Material supplied
++++++

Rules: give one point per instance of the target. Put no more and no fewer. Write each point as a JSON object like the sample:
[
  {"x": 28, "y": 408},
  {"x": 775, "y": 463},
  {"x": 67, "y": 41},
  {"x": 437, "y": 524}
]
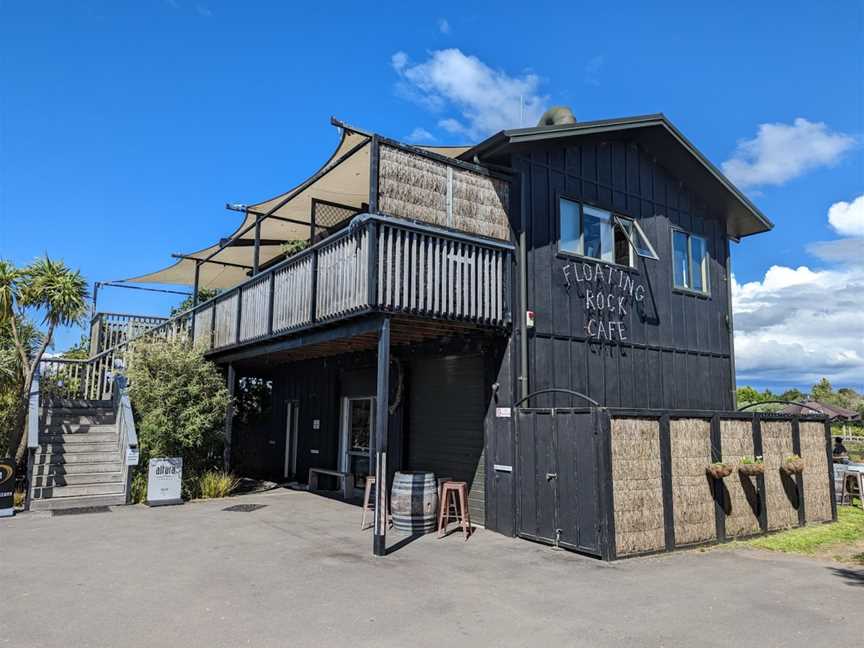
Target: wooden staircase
[{"x": 79, "y": 461}]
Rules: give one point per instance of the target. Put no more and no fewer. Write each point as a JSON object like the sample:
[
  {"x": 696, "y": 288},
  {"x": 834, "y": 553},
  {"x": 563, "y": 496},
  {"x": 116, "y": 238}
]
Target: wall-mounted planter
[
  {"x": 719, "y": 470},
  {"x": 752, "y": 470},
  {"x": 793, "y": 466}
]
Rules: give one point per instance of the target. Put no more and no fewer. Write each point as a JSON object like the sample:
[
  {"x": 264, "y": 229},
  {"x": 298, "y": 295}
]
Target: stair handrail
[{"x": 128, "y": 437}]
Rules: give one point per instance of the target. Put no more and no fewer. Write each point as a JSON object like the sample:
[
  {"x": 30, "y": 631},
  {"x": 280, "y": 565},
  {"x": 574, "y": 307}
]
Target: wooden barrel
[{"x": 414, "y": 502}]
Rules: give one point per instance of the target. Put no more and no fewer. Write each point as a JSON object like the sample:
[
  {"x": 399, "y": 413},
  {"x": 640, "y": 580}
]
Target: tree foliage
[{"x": 180, "y": 401}]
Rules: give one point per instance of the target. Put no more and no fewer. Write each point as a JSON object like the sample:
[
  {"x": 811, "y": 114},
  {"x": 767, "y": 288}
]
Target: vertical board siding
[
  {"x": 692, "y": 488},
  {"x": 742, "y": 498},
  {"x": 292, "y": 296},
  {"x": 637, "y": 486},
  {"x": 256, "y": 310},
  {"x": 817, "y": 472},
  {"x": 781, "y": 497},
  {"x": 342, "y": 279},
  {"x": 692, "y": 330},
  {"x": 225, "y": 331},
  {"x": 427, "y": 274}
]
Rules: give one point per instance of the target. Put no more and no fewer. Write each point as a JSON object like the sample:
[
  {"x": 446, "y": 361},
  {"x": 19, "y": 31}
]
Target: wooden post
[
  {"x": 195, "y": 285},
  {"x": 378, "y": 447},
  {"x": 257, "y": 255},
  {"x": 229, "y": 417}
]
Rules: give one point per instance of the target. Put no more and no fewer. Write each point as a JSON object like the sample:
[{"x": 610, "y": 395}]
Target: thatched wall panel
[
  {"x": 817, "y": 490},
  {"x": 637, "y": 486},
  {"x": 692, "y": 496},
  {"x": 413, "y": 186},
  {"x": 742, "y": 518},
  {"x": 781, "y": 494}
]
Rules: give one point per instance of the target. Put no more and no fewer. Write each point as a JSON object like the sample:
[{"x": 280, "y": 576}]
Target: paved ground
[{"x": 299, "y": 573}]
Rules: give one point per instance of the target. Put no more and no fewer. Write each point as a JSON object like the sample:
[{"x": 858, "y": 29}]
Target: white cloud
[
  {"x": 486, "y": 100},
  {"x": 796, "y": 325},
  {"x": 848, "y": 218},
  {"x": 781, "y": 152},
  {"x": 420, "y": 135}
]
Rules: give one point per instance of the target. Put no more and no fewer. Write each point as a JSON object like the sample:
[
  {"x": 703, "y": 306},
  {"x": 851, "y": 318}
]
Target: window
[
  {"x": 689, "y": 261},
  {"x": 598, "y": 234}
]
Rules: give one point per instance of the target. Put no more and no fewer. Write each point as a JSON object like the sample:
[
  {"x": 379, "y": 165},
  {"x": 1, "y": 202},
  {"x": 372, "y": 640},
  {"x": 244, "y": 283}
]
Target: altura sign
[{"x": 608, "y": 296}]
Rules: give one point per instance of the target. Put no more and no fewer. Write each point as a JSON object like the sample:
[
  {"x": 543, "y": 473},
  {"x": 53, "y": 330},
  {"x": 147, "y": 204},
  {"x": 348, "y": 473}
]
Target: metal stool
[
  {"x": 369, "y": 504},
  {"x": 455, "y": 498}
]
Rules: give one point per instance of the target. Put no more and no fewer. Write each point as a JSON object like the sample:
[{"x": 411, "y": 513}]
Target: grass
[{"x": 843, "y": 540}]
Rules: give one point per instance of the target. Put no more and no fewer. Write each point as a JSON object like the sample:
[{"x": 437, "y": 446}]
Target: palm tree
[{"x": 48, "y": 289}]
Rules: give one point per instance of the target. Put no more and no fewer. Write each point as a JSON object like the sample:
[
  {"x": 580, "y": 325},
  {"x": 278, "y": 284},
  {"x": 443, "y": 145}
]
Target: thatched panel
[
  {"x": 480, "y": 204},
  {"x": 741, "y": 495},
  {"x": 692, "y": 489},
  {"x": 416, "y": 187},
  {"x": 817, "y": 489},
  {"x": 637, "y": 486},
  {"x": 781, "y": 492}
]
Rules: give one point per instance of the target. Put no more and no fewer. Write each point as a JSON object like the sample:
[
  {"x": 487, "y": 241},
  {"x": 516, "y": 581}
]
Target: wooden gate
[{"x": 561, "y": 458}]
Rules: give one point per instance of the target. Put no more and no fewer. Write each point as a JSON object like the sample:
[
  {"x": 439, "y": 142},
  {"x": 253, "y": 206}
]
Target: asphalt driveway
[{"x": 299, "y": 572}]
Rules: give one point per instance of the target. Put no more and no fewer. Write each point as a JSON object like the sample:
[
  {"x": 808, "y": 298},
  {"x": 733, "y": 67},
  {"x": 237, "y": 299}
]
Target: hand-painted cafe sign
[{"x": 608, "y": 294}]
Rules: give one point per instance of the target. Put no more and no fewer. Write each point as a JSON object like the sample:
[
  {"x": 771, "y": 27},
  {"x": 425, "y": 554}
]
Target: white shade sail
[{"x": 343, "y": 179}]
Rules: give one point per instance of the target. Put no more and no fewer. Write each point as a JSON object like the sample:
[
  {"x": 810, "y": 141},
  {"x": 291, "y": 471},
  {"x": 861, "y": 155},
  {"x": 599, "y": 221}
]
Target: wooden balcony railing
[{"x": 379, "y": 264}]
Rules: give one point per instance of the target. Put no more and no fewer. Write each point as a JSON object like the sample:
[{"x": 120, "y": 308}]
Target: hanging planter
[
  {"x": 751, "y": 466},
  {"x": 793, "y": 465},
  {"x": 719, "y": 470}
]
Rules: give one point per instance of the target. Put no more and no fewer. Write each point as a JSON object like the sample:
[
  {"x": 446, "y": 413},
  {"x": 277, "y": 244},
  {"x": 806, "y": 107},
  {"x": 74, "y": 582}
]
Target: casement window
[
  {"x": 598, "y": 234},
  {"x": 689, "y": 261}
]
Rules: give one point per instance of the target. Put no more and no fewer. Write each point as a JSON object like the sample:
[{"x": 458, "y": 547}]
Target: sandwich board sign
[
  {"x": 164, "y": 476},
  {"x": 7, "y": 487}
]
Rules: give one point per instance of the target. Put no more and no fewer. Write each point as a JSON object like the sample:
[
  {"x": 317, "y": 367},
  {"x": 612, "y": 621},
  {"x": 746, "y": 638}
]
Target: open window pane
[
  {"x": 597, "y": 235},
  {"x": 698, "y": 264},
  {"x": 570, "y": 230},
  {"x": 680, "y": 264},
  {"x": 623, "y": 247}
]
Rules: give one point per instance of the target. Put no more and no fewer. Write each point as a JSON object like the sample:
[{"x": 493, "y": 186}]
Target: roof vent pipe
[{"x": 556, "y": 116}]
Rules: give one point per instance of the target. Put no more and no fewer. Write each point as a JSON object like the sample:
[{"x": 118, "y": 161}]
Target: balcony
[{"x": 378, "y": 264}]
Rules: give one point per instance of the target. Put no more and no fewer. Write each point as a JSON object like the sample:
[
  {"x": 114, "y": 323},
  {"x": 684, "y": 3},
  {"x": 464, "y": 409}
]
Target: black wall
[{"x": 677, "y": 354}]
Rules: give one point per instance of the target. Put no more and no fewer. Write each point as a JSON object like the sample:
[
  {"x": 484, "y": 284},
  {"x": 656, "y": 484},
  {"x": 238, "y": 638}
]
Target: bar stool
[
  {"x": 455, "y": 498},
  {"x": 369, "y": 504}
]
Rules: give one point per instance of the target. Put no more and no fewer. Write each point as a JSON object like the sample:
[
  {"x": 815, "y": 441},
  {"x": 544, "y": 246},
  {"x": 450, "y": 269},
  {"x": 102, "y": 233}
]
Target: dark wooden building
[{"x": 482, "y": 313}]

++++++

Exercise
How many lines in the entries above contain the string "balcony"? Case counts. Reply with the number alone.

Response
2